◆ **PROBLEM SET**
A. In the post on President Bush and Iraq below, rewrite the paragraph beginning "And yesterday, he visited Texas Health Presbyterian Hospital" more briefly, keeping its main facts.
B. Retype the passage of the post on President Bush and Iraq from "Book further, another" up to and including "war in Iraq.", with no changes.
*** Opening SELECTED TEXT ***
Sunshine, high, fluffy clouds and a cool breeze this Saturday afternoon on California’s north coast — we’re supposed to have comparable conditions the next couple of days, but weather’s still weather, especially this close to the shoreline.
A chance of rain by Tuesday.
Along with the gut-wrenching, flinging bad shit into a high-tempered fan last Tuesday, George Jr. takes an ironic, clueless bow — no regrets invading Iraq, he scoffs, but contrite for the horror created by invading Iraq.
“No, I think it was the right decision,” President Bush said. “My regret is that — a violent group of people have risen up again. This is ‘Al Qaeda plus.’ I put it in the book, they need to be defeated. And I hope we do. It’s – I hope that the strategy works.”
The boy’s got an interview with CBS News, scheduled for tomorrow, where he talks more shit like that above, dumb-ass and ignorant. He’s on a puff tour for his new book, “41: A Portrait of My Father,” a skip down memory lane, a biographic jewel to his dad, HW, set for release next Tuesday. and being termed “surprisingly emotional” in a George Jr. nit-twit kind of way.
And yesterday, he visited Texas Health Presbyterian Hospital in Dallas, where Ebola was the big story not so long ago — Thomas Eric Duncan died there, two nurses later came down with the virus, but survived — so George Jr. gave one of the nurses, Amber Vinson, a kiss and hug during his sojourn. He himself was a patient at the hospital last year, having undergone a heart procedure.
From the Dallas News:
Bush, known for his sense of humor, made sure to joke about his time at Presby, when he had a stent put in his heart.
Walking into one nondescript hospital hallway, he drew laughter by saying, “Feels like home.”
“I guess it’s hard to say I loved my time here,” he said.
“But if I had to be somewhere, I’m thrilled it was here.”
Hi-larious. And hilarious is this from Richard Clarke, longtime chief White House counterterrorism adviser, in an oral history piece at Vanity Fair in February 2009:
“We had a couple of meetings with the president, and there were detailed discussions and briefings on cyber-security and often terrorism, and on a classified program.
With the cyber-security meeting, he seemed—I was disturbed because he seemed to be trying to impress us, the people who were briefing him.
It was as though he wanted these experts, these White House staff guys who had been around for a long time before he got there — didn’t want them buying the rumor that he wasn’t too bright.
He was trying—sort of overly trying—to show that he could ask good questions, and kind of yukking it up with Cheney.
The contrast with having briefed his father and Clinton and Gore was so marked.
And to be told, frankly, early in the administration, by Condi Rice and [her deputy] Steve Hadley, you know, Don’t give the president a lot of long memos, he’s not a big reader — well, shit.
I mean, the president of the United States is not a big reader?”
Yes, indeed — George Jr. is a “book lover” ha!
Book further, another memory waltz to the 2007 National Intelligence Estimate (via Slate):
As a result, the report concludes, “the U.S. Homeland will face a persistent and evolving terrorist threat over the next three years” and is, even now, “in a heightened threat environment.”
This is bad enough news for President Bush, who has tried to bank support for his policies on the claim that the terrorist threat has diminished.
Worse news still is the report’s further observation — never stated explicitly but clear nonetheless — that the threat has re-emerged as a result of the war in Iraq.
My underline, but it really can’t be emphasized enough, the horrible tragedy on a such wide-open scale was the invasion of Iraq. Even from the US Senate in June 2008: “There is no question we all relied on flawed intelligence. But, there is a fundamental difference between relying on incorrect intelligence and deliberately painting a picture to the American people that you know is not fully accurate.”
When President Obama didn’t pursue the truth about Iraq, he left open a hideous door, and not real funny in a funny, ha-ha-ha, kind of way, either.
*** Closing SELECTED TEXT ***
*** Opening SUPPLIED DATA ***
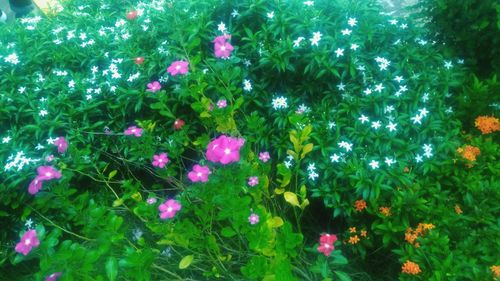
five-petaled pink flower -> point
(253, 219)
(253, 181)
(178, 67)
(160, 160)
(133, 130)
(154, 87)
(53, 276)
(264, 156)
(199, 173)
(28, 242)
(169, 208)
(224, 149)
(61, 144)
(326, 243)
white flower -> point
(339, 52)
(391, 126)
(363, 119)
(296, 42)
(280, 103)
(352, 22)
(374, 164)
(375, 125)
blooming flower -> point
(253, 181)
(224, 149)
(326, 242)
(154, 87)
(264, 156)
(199, 173)
(169, 208)
(178, 67)
(160, 160)
(133, 130)
(62, 144)
(253, 219)
(28, 242)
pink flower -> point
(53, 276)
(224, 149)
(178, 67)
(253, 181)
(133, 130)
(326, 243)
(169, 208)
(47, 173)
(264, 156)
(199, 173)
(28, 242)
(154, 87)
(160, 160)
(253, 219)
(223, 49)
(61, 144)
(221, 103)
(35, 186)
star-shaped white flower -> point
(363, 119)
(374, 164)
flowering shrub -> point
(204, 140)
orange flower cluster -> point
(386, 211)
(469, 152)
(410, 267)
(412, 235)
(360, 205)
(487, 124)
(495, 269)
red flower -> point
(132, 15)
(178, 124)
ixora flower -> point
(199, 173)
(160, 160)
(178, 67)
(169, 208)
(224, 149)
(53, 276)
(154, 87)
(62, 144)
(28, 242)
(133, 130)
(326, 242)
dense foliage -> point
(241, 140)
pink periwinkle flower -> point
(178, 67)
(264, 156)
(160, 160)
(199, 173)
(154, 87)
(28, 242)
(62, 144)
(53, 276)
(253, 219)
(253, 181)
(222, 103)
(169, 208)
(133, 130)
(224, 149)
(47, 173)
(326, 243)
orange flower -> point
(495, 269)
(487, 124)
(360, 205)
(386, 211)
(354, 239)
(410, 267)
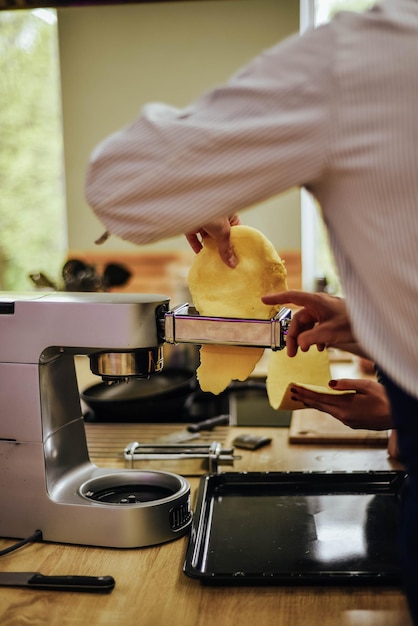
*** Closing SUPPLIED DATA ***
◆ **ANSWERS TO THE EXERCISES**
A. Yesterday Bush visited Texas Health Presbyterian Hospital in Dallas. Thomas Eric Duncan had died of Ebola there, and two nurses caught the virus but survived. During the visit Bush hugged and kissed one of those nurses, Amber Vinson. He had been a patient at the hospital himself last year for a heart procedure.

B.
Book further, another memory waltz to the 2007 National Intelligence Estimate (via Slate):
As a result, the report concludes, “the U.S. Homeland will face a persistent and evolving terrorist threat over the next three years” and is, even now, “in a heightened threat environment.”
This is bad enough news for President Bush, who has tried to bank support for his policies on the claim that the terrorist threat has diminished.
Worse news still is the report’s further observation — never stated explicitly but clear nonetheless — that the threat has re-emerged as a result of the war in Iraq.